**** Data for this exercise ****
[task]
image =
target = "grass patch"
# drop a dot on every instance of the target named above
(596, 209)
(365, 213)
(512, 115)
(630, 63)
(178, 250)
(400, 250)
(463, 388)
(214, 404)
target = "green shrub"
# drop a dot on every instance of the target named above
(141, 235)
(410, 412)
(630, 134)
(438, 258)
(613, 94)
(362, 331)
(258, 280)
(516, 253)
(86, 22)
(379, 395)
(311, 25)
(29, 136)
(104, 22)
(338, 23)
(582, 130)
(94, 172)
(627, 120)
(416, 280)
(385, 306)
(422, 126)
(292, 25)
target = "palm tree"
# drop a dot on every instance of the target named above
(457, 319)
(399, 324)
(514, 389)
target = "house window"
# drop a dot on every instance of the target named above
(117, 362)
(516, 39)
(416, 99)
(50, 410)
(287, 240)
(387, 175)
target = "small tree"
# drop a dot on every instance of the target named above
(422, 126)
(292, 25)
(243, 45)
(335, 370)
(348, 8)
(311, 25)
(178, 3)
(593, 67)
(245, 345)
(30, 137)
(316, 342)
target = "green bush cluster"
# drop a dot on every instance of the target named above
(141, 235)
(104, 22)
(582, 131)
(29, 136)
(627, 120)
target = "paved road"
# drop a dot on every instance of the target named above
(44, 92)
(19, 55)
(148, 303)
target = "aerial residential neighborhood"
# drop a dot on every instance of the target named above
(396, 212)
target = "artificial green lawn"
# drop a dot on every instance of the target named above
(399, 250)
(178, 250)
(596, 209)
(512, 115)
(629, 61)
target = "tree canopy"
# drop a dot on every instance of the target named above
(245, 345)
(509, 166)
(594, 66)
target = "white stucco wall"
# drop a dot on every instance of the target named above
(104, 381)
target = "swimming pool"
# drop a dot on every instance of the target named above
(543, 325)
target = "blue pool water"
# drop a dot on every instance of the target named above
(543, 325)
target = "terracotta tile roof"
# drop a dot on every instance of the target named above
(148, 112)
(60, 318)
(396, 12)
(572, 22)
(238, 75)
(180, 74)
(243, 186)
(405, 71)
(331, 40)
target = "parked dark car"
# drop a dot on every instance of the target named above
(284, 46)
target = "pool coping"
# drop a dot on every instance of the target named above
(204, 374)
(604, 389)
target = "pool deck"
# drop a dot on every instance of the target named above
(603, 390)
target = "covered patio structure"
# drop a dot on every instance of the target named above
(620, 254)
****
**** Data for this exercise ****
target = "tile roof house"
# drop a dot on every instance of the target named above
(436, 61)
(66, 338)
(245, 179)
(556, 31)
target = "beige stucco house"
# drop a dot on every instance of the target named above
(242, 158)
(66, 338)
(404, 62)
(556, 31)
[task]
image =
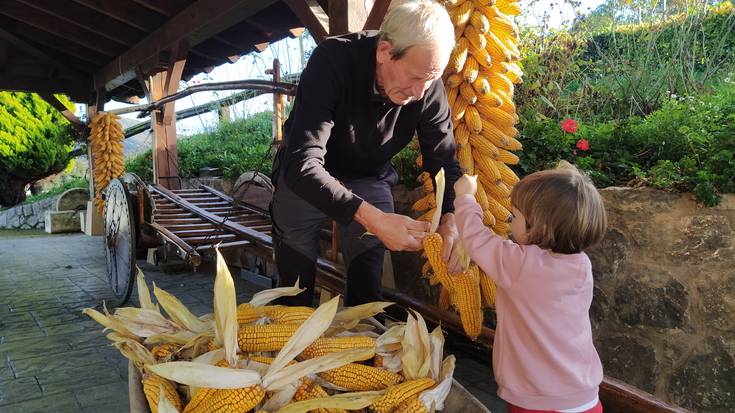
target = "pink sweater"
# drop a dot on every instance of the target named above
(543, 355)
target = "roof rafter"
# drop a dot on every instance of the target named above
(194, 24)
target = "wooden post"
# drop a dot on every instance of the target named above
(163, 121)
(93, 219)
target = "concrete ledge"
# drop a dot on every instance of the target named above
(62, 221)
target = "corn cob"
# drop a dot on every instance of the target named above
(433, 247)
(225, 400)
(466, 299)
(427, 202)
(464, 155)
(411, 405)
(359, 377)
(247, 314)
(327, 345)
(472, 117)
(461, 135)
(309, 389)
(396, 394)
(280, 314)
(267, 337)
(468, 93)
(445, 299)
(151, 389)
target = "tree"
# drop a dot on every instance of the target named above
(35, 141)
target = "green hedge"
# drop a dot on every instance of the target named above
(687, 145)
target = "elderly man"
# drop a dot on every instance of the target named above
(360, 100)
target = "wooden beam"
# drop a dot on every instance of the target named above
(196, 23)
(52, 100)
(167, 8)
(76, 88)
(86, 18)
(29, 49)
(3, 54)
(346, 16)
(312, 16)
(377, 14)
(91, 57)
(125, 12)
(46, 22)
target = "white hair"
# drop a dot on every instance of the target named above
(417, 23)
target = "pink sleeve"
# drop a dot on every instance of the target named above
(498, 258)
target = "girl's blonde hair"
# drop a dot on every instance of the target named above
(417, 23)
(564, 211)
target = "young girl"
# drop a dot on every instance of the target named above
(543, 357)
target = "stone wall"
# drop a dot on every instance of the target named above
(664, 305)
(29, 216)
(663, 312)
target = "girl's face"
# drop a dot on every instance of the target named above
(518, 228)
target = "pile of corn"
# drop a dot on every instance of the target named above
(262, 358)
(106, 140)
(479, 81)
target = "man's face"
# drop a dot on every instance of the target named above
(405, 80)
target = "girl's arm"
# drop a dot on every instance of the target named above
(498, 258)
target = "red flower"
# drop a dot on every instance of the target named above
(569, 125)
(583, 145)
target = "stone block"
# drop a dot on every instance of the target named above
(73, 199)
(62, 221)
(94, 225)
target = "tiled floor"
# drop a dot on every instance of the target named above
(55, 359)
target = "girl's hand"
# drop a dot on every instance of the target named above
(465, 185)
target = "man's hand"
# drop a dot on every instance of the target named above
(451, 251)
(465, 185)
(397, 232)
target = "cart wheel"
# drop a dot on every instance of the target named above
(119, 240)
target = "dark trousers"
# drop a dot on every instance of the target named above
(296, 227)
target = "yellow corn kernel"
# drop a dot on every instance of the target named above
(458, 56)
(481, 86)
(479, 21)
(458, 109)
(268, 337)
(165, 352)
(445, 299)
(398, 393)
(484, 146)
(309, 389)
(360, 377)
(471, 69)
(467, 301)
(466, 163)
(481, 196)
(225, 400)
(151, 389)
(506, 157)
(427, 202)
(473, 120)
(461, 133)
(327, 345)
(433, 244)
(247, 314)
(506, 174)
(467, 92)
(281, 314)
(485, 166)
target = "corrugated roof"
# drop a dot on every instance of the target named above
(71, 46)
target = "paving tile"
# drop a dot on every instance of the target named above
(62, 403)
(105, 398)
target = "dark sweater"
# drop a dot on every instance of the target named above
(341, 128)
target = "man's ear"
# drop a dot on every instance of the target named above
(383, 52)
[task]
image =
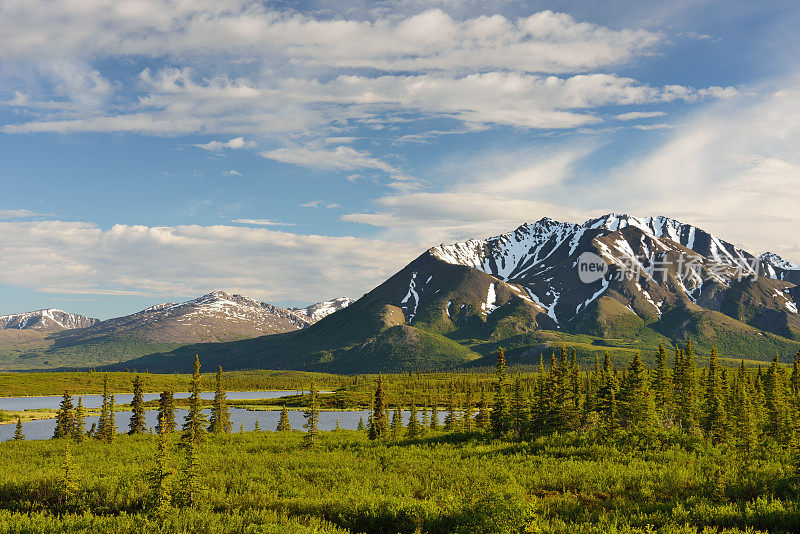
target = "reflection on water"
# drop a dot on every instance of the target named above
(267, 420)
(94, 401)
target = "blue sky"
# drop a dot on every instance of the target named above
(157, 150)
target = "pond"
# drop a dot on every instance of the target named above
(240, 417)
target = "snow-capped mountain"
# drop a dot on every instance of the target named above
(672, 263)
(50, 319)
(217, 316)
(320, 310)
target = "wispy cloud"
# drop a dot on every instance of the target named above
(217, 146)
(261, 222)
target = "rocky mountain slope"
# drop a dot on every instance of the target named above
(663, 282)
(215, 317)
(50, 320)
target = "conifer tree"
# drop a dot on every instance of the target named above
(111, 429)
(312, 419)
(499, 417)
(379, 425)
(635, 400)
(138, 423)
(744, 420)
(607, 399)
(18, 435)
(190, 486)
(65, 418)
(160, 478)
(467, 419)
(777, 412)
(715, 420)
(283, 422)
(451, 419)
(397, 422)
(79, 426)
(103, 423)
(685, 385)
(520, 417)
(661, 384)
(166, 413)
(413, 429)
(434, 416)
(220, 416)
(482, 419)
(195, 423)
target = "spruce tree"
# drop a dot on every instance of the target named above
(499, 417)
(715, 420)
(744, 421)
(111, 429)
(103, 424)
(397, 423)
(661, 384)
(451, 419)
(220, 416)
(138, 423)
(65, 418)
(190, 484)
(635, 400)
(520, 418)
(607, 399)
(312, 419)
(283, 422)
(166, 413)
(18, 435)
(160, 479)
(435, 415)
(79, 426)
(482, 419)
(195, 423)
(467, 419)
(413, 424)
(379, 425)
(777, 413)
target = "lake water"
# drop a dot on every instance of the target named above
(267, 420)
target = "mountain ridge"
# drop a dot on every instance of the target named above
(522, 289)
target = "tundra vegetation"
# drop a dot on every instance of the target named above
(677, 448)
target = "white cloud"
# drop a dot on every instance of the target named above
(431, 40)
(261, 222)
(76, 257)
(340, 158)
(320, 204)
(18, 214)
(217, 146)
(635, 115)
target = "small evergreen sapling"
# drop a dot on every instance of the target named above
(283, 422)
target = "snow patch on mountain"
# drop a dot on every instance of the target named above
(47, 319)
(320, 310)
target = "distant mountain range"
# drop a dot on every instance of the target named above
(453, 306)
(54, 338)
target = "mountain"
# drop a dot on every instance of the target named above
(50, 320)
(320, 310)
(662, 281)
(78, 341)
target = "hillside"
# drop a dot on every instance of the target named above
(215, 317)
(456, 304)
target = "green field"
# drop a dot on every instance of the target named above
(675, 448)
****
Task instructions.
Pull out every line above that contains the string "roof", treating uppercase and lowercase as different.

Written solution.
target = "terracotta tile roof"
target = "tile roof house"
target = "roof rafter"
target = "corrugated roof"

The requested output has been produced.